A run of records:
---

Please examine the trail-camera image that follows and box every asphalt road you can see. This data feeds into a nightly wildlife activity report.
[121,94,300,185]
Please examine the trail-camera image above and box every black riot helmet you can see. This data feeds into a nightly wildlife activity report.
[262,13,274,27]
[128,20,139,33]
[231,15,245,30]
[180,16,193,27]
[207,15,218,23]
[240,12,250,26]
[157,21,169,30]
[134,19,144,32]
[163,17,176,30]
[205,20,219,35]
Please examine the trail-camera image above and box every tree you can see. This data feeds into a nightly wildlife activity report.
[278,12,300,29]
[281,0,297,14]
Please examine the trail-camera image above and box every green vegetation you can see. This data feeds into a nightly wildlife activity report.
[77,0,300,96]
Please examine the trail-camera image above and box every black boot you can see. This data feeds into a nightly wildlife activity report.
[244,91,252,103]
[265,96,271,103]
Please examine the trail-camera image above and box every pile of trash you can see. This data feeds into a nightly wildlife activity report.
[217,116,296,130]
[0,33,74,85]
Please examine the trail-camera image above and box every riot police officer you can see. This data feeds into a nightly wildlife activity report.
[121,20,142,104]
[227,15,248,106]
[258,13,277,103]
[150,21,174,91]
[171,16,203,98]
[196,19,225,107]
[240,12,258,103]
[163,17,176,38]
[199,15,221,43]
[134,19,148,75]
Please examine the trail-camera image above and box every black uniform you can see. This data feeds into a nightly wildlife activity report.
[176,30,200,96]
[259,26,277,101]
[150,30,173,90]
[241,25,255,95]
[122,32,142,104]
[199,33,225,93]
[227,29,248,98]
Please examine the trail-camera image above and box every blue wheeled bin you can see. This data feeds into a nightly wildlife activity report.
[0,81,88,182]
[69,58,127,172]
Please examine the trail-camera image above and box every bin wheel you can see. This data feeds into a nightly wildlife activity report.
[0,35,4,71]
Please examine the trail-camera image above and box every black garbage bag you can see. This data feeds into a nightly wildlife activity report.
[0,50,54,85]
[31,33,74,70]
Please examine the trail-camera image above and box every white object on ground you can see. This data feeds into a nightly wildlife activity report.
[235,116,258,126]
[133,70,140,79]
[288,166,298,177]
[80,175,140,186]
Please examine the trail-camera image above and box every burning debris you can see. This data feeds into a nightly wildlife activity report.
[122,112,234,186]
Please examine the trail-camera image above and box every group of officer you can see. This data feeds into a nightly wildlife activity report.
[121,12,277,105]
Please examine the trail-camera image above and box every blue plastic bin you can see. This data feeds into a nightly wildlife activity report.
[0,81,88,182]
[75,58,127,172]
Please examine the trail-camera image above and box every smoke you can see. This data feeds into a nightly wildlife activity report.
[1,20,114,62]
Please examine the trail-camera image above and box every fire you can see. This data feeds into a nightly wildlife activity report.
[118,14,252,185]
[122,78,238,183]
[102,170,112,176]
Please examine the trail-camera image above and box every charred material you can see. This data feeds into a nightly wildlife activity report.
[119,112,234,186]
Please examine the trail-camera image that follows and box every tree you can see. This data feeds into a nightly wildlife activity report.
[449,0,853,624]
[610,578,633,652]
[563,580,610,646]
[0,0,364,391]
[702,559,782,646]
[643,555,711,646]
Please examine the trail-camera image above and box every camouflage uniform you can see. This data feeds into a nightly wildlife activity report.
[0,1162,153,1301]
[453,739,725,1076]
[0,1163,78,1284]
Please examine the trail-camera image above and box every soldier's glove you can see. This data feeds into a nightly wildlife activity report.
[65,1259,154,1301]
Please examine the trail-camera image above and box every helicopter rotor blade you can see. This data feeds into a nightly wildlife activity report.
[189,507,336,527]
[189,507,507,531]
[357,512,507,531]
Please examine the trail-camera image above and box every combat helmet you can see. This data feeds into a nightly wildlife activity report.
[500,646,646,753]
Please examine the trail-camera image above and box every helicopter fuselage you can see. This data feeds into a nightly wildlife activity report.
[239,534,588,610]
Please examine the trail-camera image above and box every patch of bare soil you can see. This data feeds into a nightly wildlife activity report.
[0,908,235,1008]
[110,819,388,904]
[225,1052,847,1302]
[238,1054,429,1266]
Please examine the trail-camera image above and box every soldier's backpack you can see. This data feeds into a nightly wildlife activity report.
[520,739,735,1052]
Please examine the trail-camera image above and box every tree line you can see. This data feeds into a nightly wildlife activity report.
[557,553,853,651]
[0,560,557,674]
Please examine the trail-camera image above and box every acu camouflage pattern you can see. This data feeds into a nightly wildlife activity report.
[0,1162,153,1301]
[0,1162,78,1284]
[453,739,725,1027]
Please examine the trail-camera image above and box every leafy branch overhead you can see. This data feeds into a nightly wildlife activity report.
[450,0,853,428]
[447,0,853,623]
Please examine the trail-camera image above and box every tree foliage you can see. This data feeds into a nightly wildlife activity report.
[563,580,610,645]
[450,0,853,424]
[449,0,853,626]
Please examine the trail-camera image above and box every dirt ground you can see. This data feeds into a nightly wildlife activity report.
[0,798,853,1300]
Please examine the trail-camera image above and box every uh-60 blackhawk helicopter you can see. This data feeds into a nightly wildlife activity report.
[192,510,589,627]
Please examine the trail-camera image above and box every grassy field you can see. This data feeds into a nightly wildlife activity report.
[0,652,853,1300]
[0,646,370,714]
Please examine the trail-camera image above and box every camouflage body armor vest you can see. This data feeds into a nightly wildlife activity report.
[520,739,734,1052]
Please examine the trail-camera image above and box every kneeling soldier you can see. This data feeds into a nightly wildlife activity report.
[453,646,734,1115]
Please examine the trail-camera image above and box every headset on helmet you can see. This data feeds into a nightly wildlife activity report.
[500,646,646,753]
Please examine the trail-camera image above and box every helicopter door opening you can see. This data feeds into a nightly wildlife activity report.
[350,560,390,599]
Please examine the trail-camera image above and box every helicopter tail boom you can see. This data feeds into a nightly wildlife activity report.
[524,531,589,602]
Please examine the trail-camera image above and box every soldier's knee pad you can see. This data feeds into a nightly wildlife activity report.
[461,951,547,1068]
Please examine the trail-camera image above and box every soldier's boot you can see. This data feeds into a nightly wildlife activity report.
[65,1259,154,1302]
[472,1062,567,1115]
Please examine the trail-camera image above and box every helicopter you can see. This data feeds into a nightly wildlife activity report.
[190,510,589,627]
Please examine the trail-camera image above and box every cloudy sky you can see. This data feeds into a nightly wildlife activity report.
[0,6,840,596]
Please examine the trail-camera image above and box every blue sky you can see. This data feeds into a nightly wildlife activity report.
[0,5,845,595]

---

- [REQUIREMENT]
Starting with the line containing "every black garbage" and going on through the line containing "[643,555,711,646]", write out those lines of the records again, requests included, with every box coordinate in the answers offset by -75.

- [RESPONSE]
Please examine the trail-camera image above and box every black garbage bag you can see. This data feeds into a nightly wildlife activity report.
[-75,-25,-21,10]
[-44,-42,-1,-5]
Please examine the trail-camera image above and box every white object on ground you can see. This data feeds into a nightly wildlife activity report.
[160,41,183,51]
[58,-5,65,4]
[213,91,223,102]
[5,100,65,111]
Please examine the trail-camera image above and box every burning debris you can see. This data feeds into a nightly wildlife activity report.
[47,37,159,111]
Please examine the trail-camera image above and box every group of officer you can see. This data feeds into a nightly wildlife activity report.
[46,-63,202,30]
Please examine the trail-camera image above and box every blue plastic bin you can see. This data feeds into a nightly wildlife activity report.
[-75,6,13,107]
[0,-17,52,97]
Please examine the trail-camera image above and box every smoke you can see. This data feeds into a nightly wildlife activity report.
[-74,-55,39,-13]
Please examine the trail-camera image above and box every fire you can see. This data feeds into a nightly wildlife activity report.
[43,-61,177,110]
[47,3,163,108]
[27,95,37,101]
Please examine the trail-camera image above and box every charred material you can see. This data feeds into a nightly wildlife activity report.
[44,37,159,111]
Please examine the trail-camera image that follows and box every tree you can see. This data feeds into a nightly wildlife activity report.
[374,-75,778,549]
[535,503,558,577]
[488,505,535,571]
[-75,-75,289,316]
[627,484,707,571]
[568,480,636,571]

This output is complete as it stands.